- Opening Delimiter -

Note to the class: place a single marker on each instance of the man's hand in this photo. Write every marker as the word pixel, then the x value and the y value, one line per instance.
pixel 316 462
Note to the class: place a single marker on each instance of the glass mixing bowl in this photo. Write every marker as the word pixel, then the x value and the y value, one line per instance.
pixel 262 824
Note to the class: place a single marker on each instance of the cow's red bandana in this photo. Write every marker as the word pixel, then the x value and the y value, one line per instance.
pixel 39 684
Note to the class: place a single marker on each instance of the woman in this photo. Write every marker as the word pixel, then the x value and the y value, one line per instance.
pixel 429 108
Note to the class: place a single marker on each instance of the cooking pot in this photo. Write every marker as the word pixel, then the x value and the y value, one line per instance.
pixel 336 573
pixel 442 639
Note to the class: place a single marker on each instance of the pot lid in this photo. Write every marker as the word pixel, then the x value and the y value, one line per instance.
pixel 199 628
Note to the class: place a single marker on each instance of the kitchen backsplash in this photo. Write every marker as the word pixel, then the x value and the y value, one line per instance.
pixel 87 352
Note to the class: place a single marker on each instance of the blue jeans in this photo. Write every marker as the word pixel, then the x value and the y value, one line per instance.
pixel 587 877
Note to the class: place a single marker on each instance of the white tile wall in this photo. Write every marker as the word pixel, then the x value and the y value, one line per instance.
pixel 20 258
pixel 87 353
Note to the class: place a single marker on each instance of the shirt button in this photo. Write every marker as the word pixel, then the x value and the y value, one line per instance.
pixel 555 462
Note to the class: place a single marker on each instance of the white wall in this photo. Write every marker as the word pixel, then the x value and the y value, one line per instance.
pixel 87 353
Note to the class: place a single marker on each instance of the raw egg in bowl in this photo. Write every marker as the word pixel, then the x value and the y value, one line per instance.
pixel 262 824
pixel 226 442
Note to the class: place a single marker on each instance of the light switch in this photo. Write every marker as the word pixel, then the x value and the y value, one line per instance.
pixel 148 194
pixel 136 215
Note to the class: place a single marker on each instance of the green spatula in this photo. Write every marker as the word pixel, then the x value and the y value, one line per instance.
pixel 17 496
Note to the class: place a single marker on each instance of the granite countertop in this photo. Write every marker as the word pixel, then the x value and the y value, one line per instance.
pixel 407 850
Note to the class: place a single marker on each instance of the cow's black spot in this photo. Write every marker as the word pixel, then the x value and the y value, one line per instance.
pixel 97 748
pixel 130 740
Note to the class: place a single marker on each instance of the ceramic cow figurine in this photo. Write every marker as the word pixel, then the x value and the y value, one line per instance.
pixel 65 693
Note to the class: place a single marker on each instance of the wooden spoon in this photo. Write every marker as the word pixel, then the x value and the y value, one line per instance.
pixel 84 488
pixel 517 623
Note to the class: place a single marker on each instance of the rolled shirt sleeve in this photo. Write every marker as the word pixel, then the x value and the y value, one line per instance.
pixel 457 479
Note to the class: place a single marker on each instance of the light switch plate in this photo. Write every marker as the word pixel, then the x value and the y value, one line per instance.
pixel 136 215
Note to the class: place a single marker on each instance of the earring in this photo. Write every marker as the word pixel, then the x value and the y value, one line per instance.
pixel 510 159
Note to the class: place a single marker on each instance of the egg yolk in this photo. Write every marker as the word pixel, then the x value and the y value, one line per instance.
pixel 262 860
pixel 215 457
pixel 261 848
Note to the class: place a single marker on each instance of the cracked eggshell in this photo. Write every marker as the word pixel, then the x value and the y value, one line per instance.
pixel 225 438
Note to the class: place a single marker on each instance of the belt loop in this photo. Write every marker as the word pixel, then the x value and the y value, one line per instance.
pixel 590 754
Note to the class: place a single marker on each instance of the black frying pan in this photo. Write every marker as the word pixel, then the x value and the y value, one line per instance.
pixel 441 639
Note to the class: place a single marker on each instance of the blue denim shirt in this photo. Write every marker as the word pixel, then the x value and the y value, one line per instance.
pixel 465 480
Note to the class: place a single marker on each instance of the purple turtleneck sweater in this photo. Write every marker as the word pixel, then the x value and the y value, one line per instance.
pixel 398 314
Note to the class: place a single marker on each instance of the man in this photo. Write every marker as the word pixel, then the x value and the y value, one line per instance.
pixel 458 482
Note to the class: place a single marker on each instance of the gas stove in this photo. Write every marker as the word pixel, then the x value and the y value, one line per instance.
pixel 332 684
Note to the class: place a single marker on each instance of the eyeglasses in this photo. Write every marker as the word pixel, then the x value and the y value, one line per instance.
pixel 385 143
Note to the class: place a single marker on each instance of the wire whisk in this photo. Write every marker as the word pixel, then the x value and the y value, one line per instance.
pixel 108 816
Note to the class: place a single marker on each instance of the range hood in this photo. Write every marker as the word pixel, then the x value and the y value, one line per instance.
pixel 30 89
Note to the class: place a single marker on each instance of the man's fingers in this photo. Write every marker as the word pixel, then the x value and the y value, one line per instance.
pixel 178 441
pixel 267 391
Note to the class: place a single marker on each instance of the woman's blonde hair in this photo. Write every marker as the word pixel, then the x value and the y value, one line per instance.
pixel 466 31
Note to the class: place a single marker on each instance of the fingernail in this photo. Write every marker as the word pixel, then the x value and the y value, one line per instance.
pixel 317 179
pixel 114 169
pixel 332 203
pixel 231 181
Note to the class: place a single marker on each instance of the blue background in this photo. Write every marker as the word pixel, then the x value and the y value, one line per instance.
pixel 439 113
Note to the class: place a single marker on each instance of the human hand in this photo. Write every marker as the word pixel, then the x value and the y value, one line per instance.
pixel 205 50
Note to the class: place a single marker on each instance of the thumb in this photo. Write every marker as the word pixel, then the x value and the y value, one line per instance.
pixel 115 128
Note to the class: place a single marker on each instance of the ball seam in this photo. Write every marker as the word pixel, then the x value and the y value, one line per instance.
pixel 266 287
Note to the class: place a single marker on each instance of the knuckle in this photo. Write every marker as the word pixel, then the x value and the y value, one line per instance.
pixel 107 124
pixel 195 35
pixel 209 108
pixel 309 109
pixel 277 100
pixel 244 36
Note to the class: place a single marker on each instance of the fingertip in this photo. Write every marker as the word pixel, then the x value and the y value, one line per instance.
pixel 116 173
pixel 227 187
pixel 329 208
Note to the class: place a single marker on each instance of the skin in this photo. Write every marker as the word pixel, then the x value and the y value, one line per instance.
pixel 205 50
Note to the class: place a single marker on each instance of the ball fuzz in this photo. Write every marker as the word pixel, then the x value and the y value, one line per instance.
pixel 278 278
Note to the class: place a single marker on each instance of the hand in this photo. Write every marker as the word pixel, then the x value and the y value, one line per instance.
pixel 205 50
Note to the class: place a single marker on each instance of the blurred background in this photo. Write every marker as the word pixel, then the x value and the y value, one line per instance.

- Closing Delimiter -

Every entry is to be repeated precisely as it stands.

Output of the task:
Note to the class: place a single marker on each instance of the man's hand in this photo. Write every marker as the word pixel, then the x value and the y value, one line per instance.
pixel 316 462
Note to the class: place a single marker on each instance of the glass mixing bowl in this photo. Write every marker as the word pixel, then the x value and the y value, one line per instance.
pixel 262 824
Note to the class: place a single marker on each instance of the cow's red bandana in this photo. Write every marker as the word pixel, then the x value and the y value, one line per instance.
pixel 39 684
Note to the class: place a single marker on each instance of the woman in this photo. Write every marker as the word pixel, then the x value and the y value, one line per instance.
pixel 429 108
Note to the class: place a single marker on each instance of the cooking pot in this photo. Write every marker as the word pixel, then the x value and the y value, one line per instance.
pixel 336 573
pixel 442 639
Note to the class: place a single marker on each instance of the pot lid in this photo. Write every marker as the word pixel, then the x value and the y value, one line per instance.
pixel 199 628
Note to the class: place a single marker on each instance of the kitchen backsplash in this photo. Write every marker as the word pixel, then the x value and the y value, one line per instance.
pixel 87 352
Note to the class: place a single marker on each instance of the blue jeans in this photo. Write every marker as the word pixel, then the x value and the y value, one line per instance.
pixel 587 877
Note to the class: place a single marker on each instance of the white tile wall in this photo. Write every marker as the word pixel, then the x value and the y value, one line per instance.
pixel 20 258
pixel 87 353
Note to the class: place a single marker on each instance of the shirt button in this photo. Write every marker as the word pixel, then the x value and the y value, one line per instance.
pixel 555 462
Note to the class: place a single marker on each instance of the white wall in this photo. Write every marker as the word pixel, then the x value and the y value, one line per instance.
pixel 87 353
Note to the class: place a single marker on each instance of the raw egg in bowl in this photo. Write every marker as the word pixel, then the x value and the y value, one line per instance.
pixel 262 824
pixel 226 442
Note to the class: place a single marker on each instance of the light switch in this photo. Write every marker as the word pixel, then the x value and the y value, one line per instance.
pixel 148 194
pixel 136 215
Note to the class: place a single marker on each instance of the green spatula in this photo. Write every marker as the word pixel, then the x value and the y value, one line per instance.
pixel 17 496
Note to the class: place a single marker on each instance of the granite countertop in this photo. Write every marker as the word pixel, then the x value and the y value, one line per instance.
pixel 407 850
Note to the class: place a single marker on each instance of the cow's black spot in this photo. Write every marker as the word pixel, then the x value and the y value, one line per instance.
pixel 97 748
pixel 130 740
Note to the class: place a single marker on each instance of the ceramic cow figurine in this photo. Write every marker as the word pixel, then the x value and the y value, one line per instance.
pixel 65 693
Note to the class: place a single marker on each instance of the wooden spoon in this photo. Write every marker as the word pixel, then the x value and the y value, one line per instance.
pixel 84 488
pixel 517 623
Note to the class: place a single marker on each instance of the rolled shirt sleeve in this photo. Write every marker as the word pixel, then the x value and the y value, one line per instance.
pixel 457 479
Note to the class: place a single marker on each instance of the light switch plate in this photo. Write every marker as the word pixel, then the x value and the y value, one line per instance.
pixel 136 215
Note to the class: place a single marker on each instance of the earring in this photo. Write every marker as the word pixel, then the x value and the y value, one line per instance.
pixel 510 159
Note to the class: place a single marker on each instance of the egg yolk in this photo. Write every marker as the word pixel, then the x value and the y value, one line per instance.
pixel 262 860
pixel 215 457
pixel 261 848
Note to the class: place a single marker on each instance of the cracked eggshell in this photo. Write every marker as the word pixel, then the x value and the y value, one line per instance.
pixel 225 438
Note to the class: place a single marker on each instance of the belt loop in this photo. Write every marker as the word pixel, then the x value and the y value, one line per instance.
pixel 590 754
Note to the class: place a single marker on each instance of the black frying pan in this photo. Write every marker as the word pixel, then the x value and the y value, one line per instance.
pixel 441 639
Note to the class: place a single marker on each instance of the blue denim shirt in this photo. Write every marker as the word pixel, then the x value and the y value, one line per instance.
pixel 465 480
Note to the class: place a single marker on each instance of the purple turtleneck sweater in this photo. Write every marker as the word pixel, then the x value and the y value, one line per instance.
pixel 398 314
Note to the class: place a single marker on each instance of the man in this photo. Write every marker as the word pixel, then the x value and the y value, one line per instance.
pixel 458 482
Note to the class: place a single marker on each instance of the gas stove in this photo. Write every marker as the word pixel, then the x value and the y value, one line per instance.
pixel 332 684
Note to the class: place a single marker on each instance of the eyeglasses in this photo. Write every marker as the word pixel, then the x value and the y value, one line per instance.
pixel 385 143
Note to the class: place a single marker on each instance of the wire whisk in this photo. Write every marker as the word pixel, then the x value and the y value, one line per instance.
pixel 108 816
Note to the class: place a single marker on each instance of the range hood in this photo. Write every marker as the word pixel, then the x value and the y value, one line per instance.
pixel 30 89
Note to the class: place a single marker on each instance of the man's fingers in this photo. Write every marker as the word pixel, then the x value and the y value, one line per instance.
pixel 178 441
pixel 267 391
Note to the class: place a single marker on each instance of the woman's blonde hair in this photo. Write every marker as the word pixel, then the x value and the y value, one line per instance.
pixel 466 31
Note to the class: place a single marker on each instance of the fingernail in this photo. Write every marker as the word pixel, then the x value and the y value, one line per instance.
pixel 317 179
pixel 114 169
pixel 332 203
pixel 231 181
Note to the class: place a single marker on each instance of the blue background in this photo. Write every marker as the word pixel, then the x value and the y value, one line per instance.
pixel 439 113
Note to the class: place a single marker on each instance of the human hand in this photo. Write every marker as the word pixel, then the x value and the y value, one line per instance.
pixel 205 50
Note to the class: place a single marker on each instance of the thumb in this photo. Write every marker as the word pixel, then the x value and the y value, one line per instance.
pixel 115 128
Note to the class: place a single marker on each instance of the ball seam in this photo. Write every marker as the word pixel, then the x value and the y value, one line per instance.
pixel 266 287
Note to the class: place a single marker on each instance of the knuckle in this photo. Write every marker as the word pixel, then the x value and the y value, one line per instance.
pixel 107 124
pixel 195 35
pixel 209 108
pixel 309 109
pixel 277 100
pixel 244 36
Note to the class: place a single marker on each instance of the fingertip in this photo. Write every marker as the word pixel, then the x value and the y value, one line per instance.
pixel 116 173
pixel 227 187
pixel 329 208
Note to the class: place a single marker on each instance of the skin in this photo. Write every marker as the word pixel, then the x value and the y value, one line per instance.
pixel 205 50
Note to the class: place a single marker on each instance of the ball fuzz in this photo. Write every marker as the word pixel, then the x value and the y value, one line per instance.
pixel 278 278
Note to the class: place a single marker on each instance of the hand in this photo. Write every marker as the word pixel, then the x value and the y value, one line per instance.
pixel 205 50
Note to the class: place a single marker on each instance of the blurred background in this photo. Write every marker as the word pixel, then the x value and the y value, one line per instance.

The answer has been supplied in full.